• WHAT TO PRODUCE: Give the lines from the one containing "of the cloudy" through the one containing "[(111, 494)]", inclusive, again, substituting "overcast sky" for every "cloudy sky" and leaving all else unchanged.

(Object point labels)
###
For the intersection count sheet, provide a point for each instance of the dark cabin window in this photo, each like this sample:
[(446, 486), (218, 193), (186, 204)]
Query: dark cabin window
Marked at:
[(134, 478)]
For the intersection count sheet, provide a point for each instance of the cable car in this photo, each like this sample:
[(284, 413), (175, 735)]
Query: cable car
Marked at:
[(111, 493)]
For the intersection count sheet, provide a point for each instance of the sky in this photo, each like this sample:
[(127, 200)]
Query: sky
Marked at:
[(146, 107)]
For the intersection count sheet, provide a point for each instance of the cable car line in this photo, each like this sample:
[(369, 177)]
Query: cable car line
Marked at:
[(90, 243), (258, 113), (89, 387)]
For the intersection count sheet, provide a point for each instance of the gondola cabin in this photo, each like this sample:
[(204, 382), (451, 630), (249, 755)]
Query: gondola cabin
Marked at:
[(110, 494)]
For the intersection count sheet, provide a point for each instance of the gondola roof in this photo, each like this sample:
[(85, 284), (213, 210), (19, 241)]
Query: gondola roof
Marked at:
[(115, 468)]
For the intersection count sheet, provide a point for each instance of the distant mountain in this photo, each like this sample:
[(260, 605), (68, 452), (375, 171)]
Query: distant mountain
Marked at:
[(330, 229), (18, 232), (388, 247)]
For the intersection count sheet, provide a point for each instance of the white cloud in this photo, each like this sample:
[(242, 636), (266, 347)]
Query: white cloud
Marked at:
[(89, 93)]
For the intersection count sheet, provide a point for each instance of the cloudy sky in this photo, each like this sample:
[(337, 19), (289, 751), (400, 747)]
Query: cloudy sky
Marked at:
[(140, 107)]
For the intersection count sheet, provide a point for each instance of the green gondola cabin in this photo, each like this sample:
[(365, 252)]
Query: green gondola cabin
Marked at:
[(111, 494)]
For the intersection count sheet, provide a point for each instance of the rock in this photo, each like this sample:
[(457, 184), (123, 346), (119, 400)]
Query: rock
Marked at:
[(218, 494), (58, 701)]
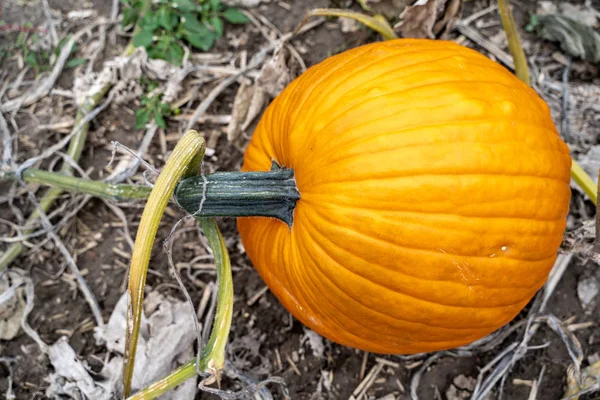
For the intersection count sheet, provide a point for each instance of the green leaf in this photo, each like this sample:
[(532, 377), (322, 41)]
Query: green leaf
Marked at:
[(150, 22), (75, 62), (235, 16), (217, 23), (160, 121), (192, 25), (202, 42), (143, 38), (184, 5), (165, 108), (164, 18), (174, 53), (142, 116)]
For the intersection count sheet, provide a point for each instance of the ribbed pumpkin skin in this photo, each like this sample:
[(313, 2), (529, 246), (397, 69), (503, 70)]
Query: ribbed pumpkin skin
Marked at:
[(434, 195)]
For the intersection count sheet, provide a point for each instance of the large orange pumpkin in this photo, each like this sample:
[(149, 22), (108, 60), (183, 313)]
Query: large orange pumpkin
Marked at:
[(434, 195)]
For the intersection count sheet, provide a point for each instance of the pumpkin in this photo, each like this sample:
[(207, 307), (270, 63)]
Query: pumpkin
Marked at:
[(434, 191)]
###
• TASK SOLUTION:
For the intersection count sheet, provide a point for each instance of the overcast sky in this photo, each like this sample:
[(337, 19), (289, 751), (400, 747)]
Query: overcast sky
Marked at:
[(140, 107)]
For the intersection count sheet, provide a point for each instance of the green gondola cabin in this photo, each like this sample:
[(365, 252)]
Query: green gondola cabin
Marked at:
[(111, 494)]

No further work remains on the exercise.